Task:
Copy the material below from the line with "the dark wooden" up to and including the line with "column 34, row 134", reproducing each of those lines exactly and nothing else.

════

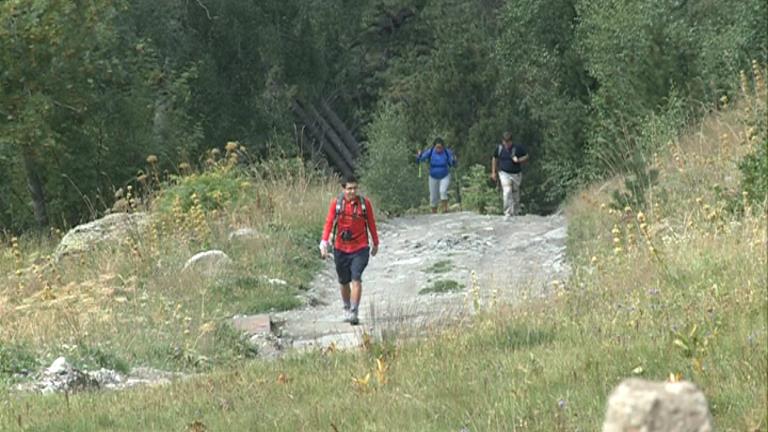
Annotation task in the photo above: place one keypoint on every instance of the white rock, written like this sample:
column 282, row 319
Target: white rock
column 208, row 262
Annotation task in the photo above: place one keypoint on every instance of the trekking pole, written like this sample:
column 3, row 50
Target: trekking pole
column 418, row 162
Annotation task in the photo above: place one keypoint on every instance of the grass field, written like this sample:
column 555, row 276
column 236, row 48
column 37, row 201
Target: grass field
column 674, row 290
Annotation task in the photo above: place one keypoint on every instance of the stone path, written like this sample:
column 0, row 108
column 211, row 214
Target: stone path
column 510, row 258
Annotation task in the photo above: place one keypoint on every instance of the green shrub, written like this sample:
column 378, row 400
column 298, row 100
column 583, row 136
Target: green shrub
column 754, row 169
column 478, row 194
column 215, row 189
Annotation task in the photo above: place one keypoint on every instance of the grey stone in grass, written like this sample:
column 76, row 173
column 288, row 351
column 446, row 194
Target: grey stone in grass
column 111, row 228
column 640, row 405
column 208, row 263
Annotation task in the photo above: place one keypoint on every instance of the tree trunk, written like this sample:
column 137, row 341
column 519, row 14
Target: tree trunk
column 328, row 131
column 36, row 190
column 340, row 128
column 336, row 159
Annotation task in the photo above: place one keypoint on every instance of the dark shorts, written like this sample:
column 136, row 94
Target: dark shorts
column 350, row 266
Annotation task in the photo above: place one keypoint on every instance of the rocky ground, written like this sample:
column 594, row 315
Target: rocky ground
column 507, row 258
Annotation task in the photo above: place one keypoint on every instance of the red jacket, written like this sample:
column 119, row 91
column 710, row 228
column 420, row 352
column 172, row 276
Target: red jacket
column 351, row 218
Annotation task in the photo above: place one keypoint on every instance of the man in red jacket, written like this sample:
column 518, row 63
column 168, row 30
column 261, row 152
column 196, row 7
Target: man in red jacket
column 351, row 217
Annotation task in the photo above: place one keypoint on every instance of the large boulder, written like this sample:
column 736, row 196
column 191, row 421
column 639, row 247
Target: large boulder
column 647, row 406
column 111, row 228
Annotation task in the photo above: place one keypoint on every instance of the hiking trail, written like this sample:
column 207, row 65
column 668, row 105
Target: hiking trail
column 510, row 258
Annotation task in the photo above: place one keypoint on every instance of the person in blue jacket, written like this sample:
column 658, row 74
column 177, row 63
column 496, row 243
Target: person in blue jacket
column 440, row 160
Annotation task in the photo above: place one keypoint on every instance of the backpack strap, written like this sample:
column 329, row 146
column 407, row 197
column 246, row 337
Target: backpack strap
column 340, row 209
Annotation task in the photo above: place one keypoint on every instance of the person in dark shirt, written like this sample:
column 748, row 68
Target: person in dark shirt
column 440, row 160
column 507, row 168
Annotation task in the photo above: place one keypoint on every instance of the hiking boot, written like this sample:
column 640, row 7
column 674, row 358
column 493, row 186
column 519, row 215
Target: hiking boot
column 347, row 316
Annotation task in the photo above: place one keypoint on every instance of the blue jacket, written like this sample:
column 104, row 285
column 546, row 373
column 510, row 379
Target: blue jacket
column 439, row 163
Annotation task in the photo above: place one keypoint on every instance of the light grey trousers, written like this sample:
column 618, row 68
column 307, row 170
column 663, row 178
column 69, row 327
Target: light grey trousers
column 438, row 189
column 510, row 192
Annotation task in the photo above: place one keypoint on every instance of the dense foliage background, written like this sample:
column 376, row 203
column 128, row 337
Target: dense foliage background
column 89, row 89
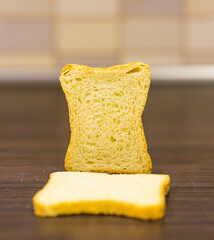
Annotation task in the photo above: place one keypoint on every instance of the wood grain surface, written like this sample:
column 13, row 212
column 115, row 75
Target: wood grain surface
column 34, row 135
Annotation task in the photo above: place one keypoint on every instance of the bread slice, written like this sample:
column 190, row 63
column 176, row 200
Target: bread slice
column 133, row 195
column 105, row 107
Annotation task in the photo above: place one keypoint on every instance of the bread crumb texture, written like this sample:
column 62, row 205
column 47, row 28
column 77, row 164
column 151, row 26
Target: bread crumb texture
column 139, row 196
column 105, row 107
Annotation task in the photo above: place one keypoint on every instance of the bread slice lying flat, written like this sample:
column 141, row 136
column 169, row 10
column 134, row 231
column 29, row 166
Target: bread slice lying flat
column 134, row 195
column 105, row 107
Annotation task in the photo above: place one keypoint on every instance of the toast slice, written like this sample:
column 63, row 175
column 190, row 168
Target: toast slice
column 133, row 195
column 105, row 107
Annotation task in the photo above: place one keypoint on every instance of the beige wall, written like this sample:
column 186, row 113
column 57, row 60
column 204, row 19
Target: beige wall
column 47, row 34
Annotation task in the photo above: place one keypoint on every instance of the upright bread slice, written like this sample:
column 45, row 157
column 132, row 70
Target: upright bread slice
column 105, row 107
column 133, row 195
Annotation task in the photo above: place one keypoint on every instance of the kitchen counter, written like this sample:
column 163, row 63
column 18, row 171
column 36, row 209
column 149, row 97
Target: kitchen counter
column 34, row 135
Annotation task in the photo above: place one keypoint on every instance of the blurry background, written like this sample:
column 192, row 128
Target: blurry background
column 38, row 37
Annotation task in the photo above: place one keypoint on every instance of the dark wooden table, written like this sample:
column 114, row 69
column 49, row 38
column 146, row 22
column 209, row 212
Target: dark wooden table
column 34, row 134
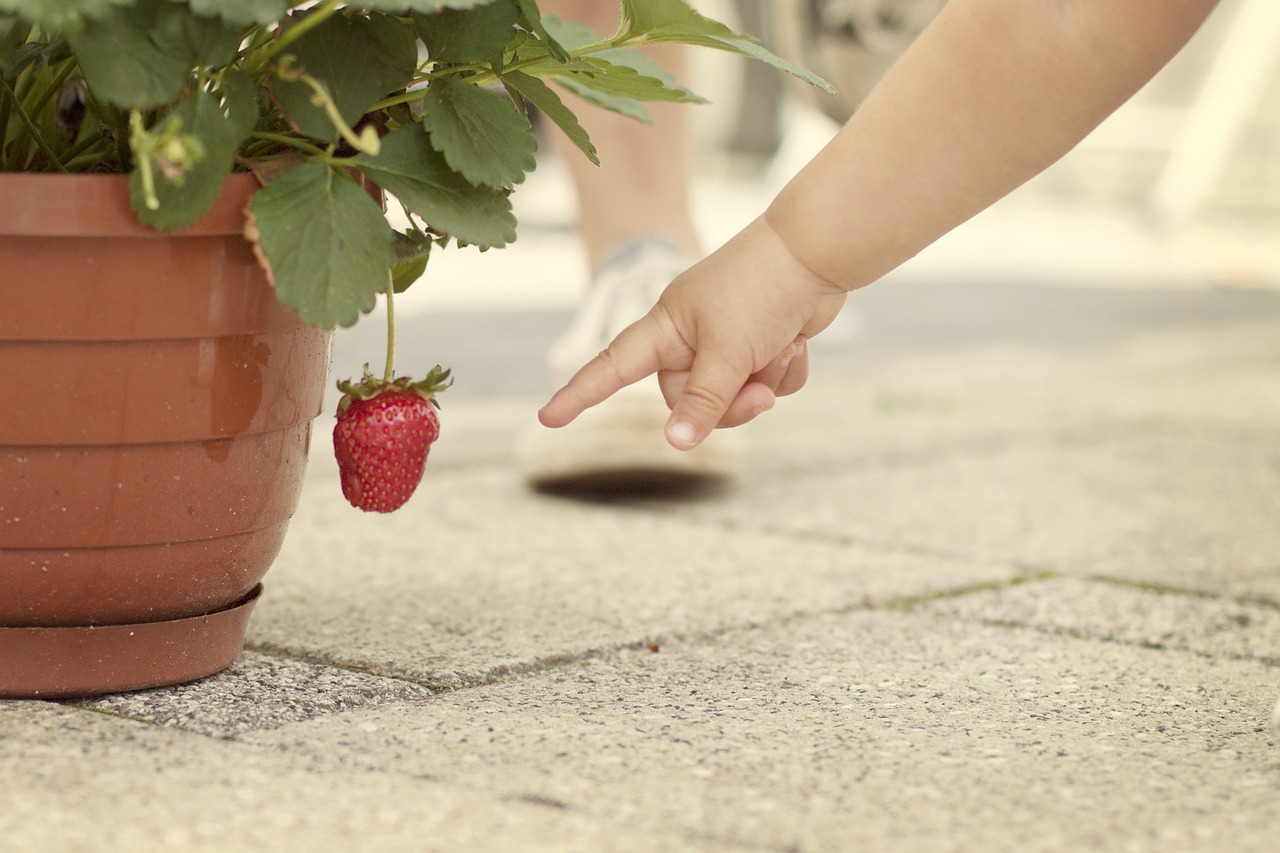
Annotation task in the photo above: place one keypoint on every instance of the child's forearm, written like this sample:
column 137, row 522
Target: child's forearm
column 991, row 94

════

Output for this exercise:
Annotation task in the photo above: place one keypoint on every instance of the dark wooden table, written like this sample:
column 114, row 69
column 49, row 38
column 146, row 22
column 209, row 212
Target: dark wooden table
column 34, row 134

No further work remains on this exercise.